# Set task
State how many lines of the material that follows contain the string "reflection", with case counting, and give only the number.
>> begin Given entries
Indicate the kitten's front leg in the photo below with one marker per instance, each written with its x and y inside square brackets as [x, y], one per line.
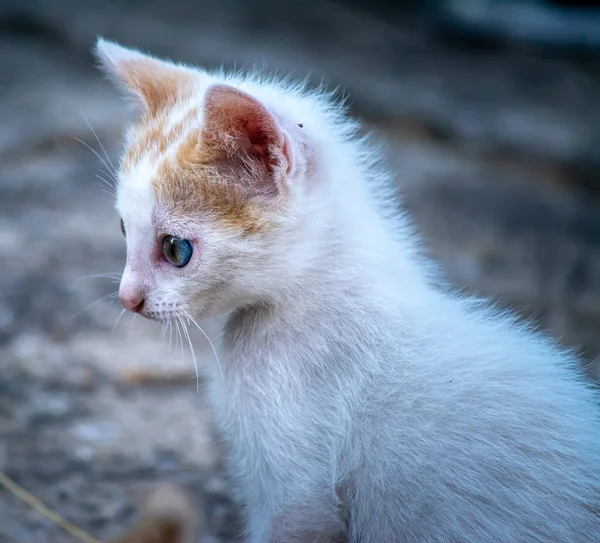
[300, 524]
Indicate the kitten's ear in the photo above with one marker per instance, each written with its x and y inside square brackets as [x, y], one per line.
[241, 125]
[155, 83]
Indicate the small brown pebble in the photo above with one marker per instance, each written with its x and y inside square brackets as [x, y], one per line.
[169, 516]
[146, 377]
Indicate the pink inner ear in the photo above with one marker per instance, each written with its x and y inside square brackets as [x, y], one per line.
[244, 125]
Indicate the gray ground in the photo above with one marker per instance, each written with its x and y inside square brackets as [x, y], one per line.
[497, 153]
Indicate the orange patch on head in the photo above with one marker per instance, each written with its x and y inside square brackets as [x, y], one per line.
[203, 180]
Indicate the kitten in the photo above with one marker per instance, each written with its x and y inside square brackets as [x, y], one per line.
[361, 401]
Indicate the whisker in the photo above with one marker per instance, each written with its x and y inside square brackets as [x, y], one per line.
[112, 295]
[93, 151]
[209, 341]
[111, 188]
[187, 333]
[179, 334]
[123, 311]
[131, 326]
[114, 276]
[99, 142]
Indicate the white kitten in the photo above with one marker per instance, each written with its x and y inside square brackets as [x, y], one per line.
[361, 401]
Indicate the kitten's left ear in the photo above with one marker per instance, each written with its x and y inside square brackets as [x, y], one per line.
[241, 126]
[155, 83]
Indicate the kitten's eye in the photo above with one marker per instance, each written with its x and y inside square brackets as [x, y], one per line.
[177, 251]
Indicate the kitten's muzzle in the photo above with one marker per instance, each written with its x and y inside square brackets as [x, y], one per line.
[132, 300]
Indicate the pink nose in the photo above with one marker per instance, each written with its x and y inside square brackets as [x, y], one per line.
[132, 301]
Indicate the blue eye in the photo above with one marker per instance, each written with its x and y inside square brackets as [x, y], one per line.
[177, 251]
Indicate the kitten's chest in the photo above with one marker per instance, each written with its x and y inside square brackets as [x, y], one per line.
[272, 432]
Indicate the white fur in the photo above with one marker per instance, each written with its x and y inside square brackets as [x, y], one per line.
[361, 400]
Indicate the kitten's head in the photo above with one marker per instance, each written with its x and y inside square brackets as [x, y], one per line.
[210, 189]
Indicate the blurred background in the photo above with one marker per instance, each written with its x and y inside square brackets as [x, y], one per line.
[488, 111]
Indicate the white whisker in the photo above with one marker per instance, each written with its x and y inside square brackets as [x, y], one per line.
[111, 188]
[179, 334]
[187, 334]
[93, 151]
[114, 276]
[99, 142]
[132, 323]
[93, 304]
[209, 341]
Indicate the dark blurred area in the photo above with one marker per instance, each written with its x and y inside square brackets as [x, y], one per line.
[487, 111]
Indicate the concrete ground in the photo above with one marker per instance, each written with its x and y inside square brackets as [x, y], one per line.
[496, 152]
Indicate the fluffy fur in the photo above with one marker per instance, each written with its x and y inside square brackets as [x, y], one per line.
[361, 400]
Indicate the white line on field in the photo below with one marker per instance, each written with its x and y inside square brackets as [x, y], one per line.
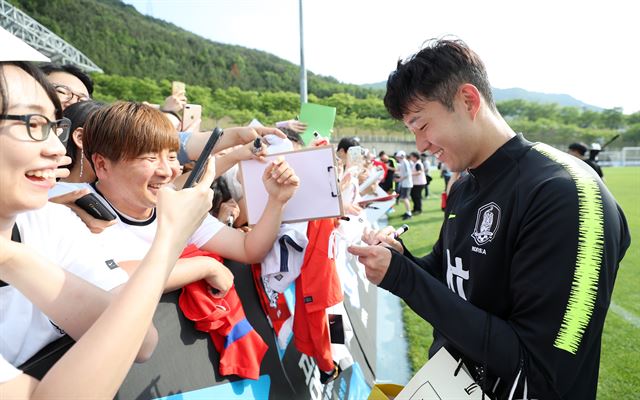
[626, 315]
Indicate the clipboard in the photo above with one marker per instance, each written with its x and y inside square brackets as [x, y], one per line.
[318, 195]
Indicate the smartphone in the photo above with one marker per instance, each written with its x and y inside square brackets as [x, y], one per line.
[91, 204]
[190, 114]
[201, 163]
[178, 87]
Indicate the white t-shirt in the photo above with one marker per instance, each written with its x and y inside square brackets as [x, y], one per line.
[57, 234]
[7, 371]
[130, 239]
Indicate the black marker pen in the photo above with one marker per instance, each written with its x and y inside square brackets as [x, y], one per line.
[400, 231]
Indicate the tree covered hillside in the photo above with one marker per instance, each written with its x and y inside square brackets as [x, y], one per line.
[124, 42]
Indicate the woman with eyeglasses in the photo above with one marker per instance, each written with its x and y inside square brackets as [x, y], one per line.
[38, 299]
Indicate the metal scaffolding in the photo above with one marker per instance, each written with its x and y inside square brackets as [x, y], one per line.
[42, 39]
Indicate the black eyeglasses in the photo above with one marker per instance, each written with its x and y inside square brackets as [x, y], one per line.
[39, 126]
[66, 94]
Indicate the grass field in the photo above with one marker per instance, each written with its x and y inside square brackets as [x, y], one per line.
[620, 364]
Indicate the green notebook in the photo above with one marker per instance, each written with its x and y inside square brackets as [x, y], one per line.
[318, 118]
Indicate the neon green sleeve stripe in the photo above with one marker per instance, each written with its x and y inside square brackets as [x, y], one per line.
[584, 287]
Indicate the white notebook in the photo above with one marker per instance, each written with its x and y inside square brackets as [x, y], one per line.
[318, 195]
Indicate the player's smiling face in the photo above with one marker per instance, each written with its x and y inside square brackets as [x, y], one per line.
[440, 132]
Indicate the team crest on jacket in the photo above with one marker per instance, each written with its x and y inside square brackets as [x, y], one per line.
[487, 223]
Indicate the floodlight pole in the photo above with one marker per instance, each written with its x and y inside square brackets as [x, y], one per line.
[303, 70]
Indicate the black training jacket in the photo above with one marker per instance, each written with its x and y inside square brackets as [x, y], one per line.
[521, 277]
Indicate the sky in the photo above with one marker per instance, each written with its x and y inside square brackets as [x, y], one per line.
[587, 49]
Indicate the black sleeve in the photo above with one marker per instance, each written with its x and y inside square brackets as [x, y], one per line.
[537, 334]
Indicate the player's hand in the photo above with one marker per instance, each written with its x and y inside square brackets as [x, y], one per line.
[384, 236]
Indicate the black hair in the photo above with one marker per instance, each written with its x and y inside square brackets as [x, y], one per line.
[293, 136]
[581, 148]
[347, 142]
[70, 69]
[434, 74]
[35, 72]
[78, 113]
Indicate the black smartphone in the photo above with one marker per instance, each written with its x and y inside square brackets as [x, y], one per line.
[201, 163]
[91, 204]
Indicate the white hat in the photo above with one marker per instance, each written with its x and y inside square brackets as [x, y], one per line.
[14, 49]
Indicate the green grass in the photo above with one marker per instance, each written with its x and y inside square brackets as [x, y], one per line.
[619, 365]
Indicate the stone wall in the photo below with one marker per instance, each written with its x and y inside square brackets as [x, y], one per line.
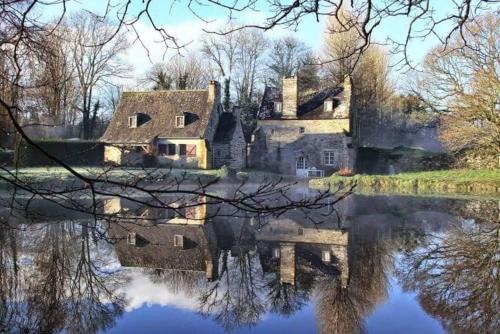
[290, 97]
[278, 143]
[201, 160]
[232, 153]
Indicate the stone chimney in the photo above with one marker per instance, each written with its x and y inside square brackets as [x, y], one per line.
[213, 91]
[344, 109]
[290, 97]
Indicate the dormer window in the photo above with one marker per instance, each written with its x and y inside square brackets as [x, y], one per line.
[132, 122]
[278, 107]
[329, 105]
[179, 121]
[137, 120]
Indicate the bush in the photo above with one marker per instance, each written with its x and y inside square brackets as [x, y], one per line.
[74, 153]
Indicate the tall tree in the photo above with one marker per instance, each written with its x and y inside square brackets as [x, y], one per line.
[221, 51]
[286, 57]
[250, 48]
[181, 72]
[464, 85]
[369, 69]
[96, 49]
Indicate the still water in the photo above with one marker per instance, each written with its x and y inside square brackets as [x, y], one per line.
[383, 265]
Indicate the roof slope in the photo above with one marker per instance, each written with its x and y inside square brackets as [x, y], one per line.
[161, 107]
[225, 128]
[155, 247]
[310, 106]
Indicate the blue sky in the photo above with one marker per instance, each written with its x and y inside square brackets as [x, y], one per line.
[177, 19]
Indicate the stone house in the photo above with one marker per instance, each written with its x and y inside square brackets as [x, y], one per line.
[179, 128]
[303, 134]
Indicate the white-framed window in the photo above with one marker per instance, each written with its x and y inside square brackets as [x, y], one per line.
[301, 163]
[276, 253]
[329, 158]
[179, 121]
[278, 107]
[132, 122]
[328, 106]
[179, 240]
[131, 238]
[326, 256]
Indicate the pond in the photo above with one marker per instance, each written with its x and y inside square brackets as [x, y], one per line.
[380, 264]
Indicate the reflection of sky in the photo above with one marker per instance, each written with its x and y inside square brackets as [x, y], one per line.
[152, 309]
[401, 313]
[156, 319]
[141, 292]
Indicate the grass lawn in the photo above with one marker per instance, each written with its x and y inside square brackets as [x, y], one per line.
[431, 182]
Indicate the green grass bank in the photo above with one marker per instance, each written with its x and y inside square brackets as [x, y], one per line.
[480, 182]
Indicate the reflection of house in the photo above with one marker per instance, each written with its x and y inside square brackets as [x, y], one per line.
[305, 135]
[322, 247]
[191, 211]
[177, 127]
[173, 247]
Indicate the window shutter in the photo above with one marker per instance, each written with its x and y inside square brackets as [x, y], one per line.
[191, 150]
[171, 149]
[162, 149]
[179, 240]
[182, 149]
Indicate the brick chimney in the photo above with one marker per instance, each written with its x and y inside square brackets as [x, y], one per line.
[213, 91]
[290, 98]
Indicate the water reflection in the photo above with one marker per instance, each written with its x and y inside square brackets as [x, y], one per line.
[235, 271]
[50, 281]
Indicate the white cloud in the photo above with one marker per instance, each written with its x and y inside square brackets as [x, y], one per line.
[141, 291]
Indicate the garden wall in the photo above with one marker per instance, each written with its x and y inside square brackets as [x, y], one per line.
[74, 153]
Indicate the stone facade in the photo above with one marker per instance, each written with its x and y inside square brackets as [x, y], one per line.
[290, 97]
[229, 145]
[156, 133]
[283, 145]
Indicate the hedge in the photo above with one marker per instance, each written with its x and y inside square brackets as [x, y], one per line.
[74, 153]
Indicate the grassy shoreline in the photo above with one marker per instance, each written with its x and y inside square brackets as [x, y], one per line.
[480, 182]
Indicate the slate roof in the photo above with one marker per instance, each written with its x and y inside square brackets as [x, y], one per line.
[155, 247]
[161, 107]
[225, 128]
[310, 106]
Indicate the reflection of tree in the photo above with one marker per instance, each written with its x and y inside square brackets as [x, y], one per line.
[64, 288]
[457, 276]
[286, 299]
[233, 301]
[9, 284]
[342, 310]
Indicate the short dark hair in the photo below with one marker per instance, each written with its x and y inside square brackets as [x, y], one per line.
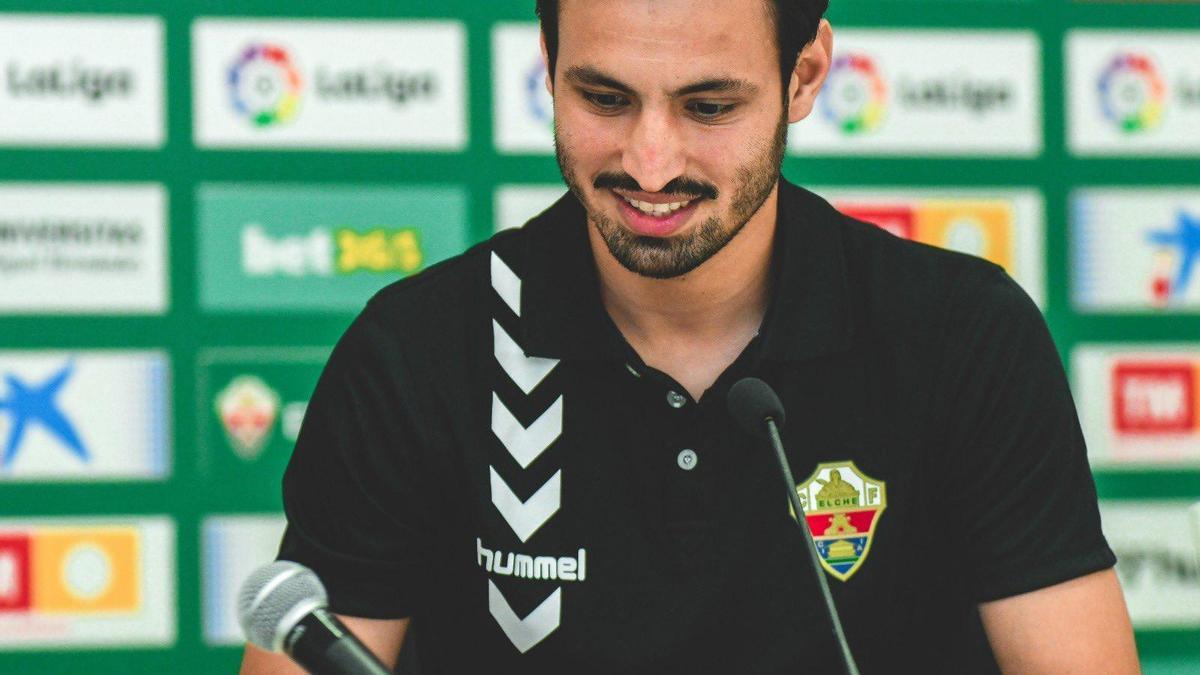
[796, 25]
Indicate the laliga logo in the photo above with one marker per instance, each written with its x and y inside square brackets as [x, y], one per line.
[1132, 93]
[856, 96]
[264, 85]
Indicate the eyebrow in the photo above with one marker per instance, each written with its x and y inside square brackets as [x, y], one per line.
[588, 76]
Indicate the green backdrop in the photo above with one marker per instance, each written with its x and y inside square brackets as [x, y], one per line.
[202, 484]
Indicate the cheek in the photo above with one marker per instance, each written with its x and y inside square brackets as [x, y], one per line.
[587, 137]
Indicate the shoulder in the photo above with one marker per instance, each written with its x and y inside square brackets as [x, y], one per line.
[441, 304]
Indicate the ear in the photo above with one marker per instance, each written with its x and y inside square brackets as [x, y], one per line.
[545, 61]
[811, 67]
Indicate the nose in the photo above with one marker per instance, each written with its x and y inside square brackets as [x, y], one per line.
[653, 154]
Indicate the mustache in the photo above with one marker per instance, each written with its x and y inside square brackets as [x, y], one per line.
[683, 185]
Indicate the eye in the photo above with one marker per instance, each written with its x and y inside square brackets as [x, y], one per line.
[707, 111]
[606, 102]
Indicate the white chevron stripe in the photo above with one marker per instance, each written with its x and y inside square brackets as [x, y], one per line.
[526, 371]
[526, 443]
[525, 518]
[507, 284]
[527, 632]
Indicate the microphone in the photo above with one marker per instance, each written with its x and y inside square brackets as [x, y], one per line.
[759, 411]
[282, 608]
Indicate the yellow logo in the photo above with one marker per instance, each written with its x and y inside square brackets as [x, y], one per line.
[378, 250]
[87, 569]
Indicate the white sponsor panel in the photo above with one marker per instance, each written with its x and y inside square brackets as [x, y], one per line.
[523, 109]
[1139, 405]
[1156, 561]
[233, 547]
[349, 84]
[1005, 226]
[83, 248]
[515, 204]
[928, 93]
[1135, 250]
[71, 583]
[84, 416]
[81, 81]
[1133, 93]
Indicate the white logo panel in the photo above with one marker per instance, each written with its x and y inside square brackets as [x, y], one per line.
[82, 81]
[69, 583]
[516, 204]
[1139, 405]
[1135, 250]
[523, 108]
[928, 93]
[1133, 93]
[83, 248]
[1156, 561]
[84, 416]
[349, 84]
[233, 547]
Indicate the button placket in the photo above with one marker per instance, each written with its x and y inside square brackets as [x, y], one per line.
[676, 400]
[688, 459]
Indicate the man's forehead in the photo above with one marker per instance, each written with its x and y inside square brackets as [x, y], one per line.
[667, 33]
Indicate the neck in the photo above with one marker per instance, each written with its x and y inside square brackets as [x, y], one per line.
[725, 298]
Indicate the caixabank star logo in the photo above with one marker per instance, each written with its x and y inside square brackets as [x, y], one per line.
[843, 508]
[1133, 93]
[265, 84]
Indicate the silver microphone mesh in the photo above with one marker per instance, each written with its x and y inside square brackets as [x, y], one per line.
[274, 593]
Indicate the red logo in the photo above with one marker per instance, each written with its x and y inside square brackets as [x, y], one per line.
[1151, 398]
[15, 573]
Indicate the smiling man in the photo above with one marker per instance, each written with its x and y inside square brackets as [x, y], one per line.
[522, 457]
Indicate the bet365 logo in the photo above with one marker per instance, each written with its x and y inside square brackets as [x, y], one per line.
[330, 251]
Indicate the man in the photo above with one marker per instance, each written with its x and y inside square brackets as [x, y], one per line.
[526, 451]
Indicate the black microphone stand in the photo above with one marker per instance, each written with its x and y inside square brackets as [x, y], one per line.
[777, 444]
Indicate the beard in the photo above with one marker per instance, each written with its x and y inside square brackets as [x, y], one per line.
[666, 257]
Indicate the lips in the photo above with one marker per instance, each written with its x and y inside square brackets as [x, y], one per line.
[663, 220]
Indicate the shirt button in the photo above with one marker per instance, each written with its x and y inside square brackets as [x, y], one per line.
[676, 400]
[688, 459]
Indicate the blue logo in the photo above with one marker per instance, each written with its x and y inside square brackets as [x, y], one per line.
[36, 404]
[1185, 239]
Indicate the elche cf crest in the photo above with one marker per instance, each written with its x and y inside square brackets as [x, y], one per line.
[843, 507]
[247, 408]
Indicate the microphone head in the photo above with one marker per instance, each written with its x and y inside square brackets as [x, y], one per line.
[751, 401]
[274, 598]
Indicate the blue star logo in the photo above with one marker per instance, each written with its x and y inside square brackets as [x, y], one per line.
[1186, 240]
[36, 404]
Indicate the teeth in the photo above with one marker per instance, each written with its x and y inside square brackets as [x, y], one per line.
[655, 209]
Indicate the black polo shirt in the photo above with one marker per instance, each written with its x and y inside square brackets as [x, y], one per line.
[486, 454]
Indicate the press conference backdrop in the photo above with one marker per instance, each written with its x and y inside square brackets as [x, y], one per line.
[197, 197]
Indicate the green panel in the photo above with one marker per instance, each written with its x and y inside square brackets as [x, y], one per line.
[283, 347]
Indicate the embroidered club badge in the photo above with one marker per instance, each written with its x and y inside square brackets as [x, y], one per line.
[843, 507]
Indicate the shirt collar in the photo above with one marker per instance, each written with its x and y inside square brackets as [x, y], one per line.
[808, 316]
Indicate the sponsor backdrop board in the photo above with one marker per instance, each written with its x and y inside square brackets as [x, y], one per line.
[196, 197]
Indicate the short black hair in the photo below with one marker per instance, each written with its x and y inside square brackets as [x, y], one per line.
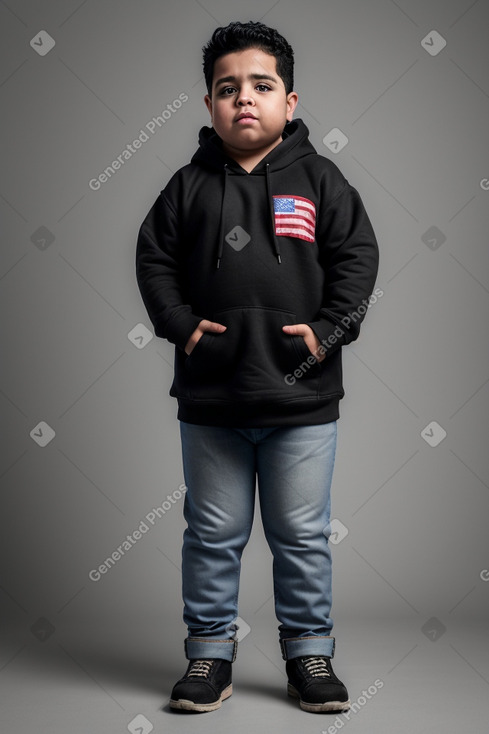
[239, 36]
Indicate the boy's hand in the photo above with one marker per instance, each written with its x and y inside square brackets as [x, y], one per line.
[204, 326]
[310, 338]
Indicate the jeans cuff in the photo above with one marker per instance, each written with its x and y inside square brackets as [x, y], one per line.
[210, 647]
[294, 647]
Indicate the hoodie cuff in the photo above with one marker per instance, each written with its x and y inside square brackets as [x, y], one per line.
[180, 328]
[332, 336]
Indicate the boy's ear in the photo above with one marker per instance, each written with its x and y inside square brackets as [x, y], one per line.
[208, 104]
[292, 100]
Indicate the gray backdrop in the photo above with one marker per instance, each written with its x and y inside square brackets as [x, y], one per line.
[90, 445]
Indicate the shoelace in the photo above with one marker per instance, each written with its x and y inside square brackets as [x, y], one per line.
[201, 668]
[316, 667]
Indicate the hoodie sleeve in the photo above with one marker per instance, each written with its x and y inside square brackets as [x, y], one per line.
[348, 252]
[159, 275]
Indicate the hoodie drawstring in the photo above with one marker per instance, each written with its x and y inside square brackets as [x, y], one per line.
[276, 246]
[220, 241]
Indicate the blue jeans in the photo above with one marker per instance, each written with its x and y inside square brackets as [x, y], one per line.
[294, 466]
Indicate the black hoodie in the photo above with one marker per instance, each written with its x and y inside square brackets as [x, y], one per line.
[288, 243]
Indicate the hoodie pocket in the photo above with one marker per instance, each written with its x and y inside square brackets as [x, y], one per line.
[251, 359]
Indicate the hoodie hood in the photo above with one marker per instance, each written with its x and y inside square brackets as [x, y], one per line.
[210, 155]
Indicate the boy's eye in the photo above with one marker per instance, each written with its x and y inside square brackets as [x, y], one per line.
[227, 91]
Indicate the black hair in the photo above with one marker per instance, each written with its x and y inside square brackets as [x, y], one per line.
[239, 36]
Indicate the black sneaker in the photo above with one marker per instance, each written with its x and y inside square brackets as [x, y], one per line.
[313, 682]
[205, 685]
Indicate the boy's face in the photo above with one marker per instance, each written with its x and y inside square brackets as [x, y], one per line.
[246, 83]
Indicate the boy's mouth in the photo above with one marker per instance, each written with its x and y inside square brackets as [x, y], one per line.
[245, 117]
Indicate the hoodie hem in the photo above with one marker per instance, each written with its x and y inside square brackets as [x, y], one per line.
[259, 415]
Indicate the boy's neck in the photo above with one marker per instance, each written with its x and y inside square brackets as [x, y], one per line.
[249, 161]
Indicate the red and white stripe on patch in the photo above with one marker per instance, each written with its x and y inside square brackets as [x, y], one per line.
[295, 216]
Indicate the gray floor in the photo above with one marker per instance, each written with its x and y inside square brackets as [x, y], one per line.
[117, 678]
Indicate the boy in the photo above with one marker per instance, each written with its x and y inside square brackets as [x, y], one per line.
[257, 261]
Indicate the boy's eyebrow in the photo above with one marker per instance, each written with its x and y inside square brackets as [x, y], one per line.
[250, 76]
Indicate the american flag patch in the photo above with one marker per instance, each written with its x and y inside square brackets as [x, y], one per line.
[295, 216]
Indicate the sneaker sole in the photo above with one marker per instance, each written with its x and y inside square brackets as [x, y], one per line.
[316, 708]
[187, 705]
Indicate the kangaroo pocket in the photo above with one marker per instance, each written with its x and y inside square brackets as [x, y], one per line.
[252, 360]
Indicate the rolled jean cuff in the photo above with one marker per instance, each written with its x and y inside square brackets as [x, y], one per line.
[294, 647]
[209, 647]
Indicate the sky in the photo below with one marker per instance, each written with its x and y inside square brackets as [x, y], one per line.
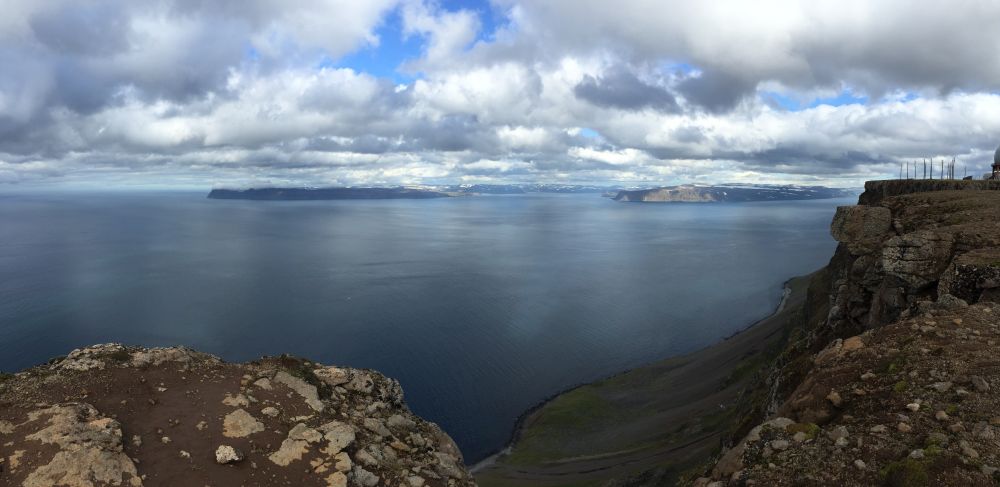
>> end Given entries
# Complete answer
4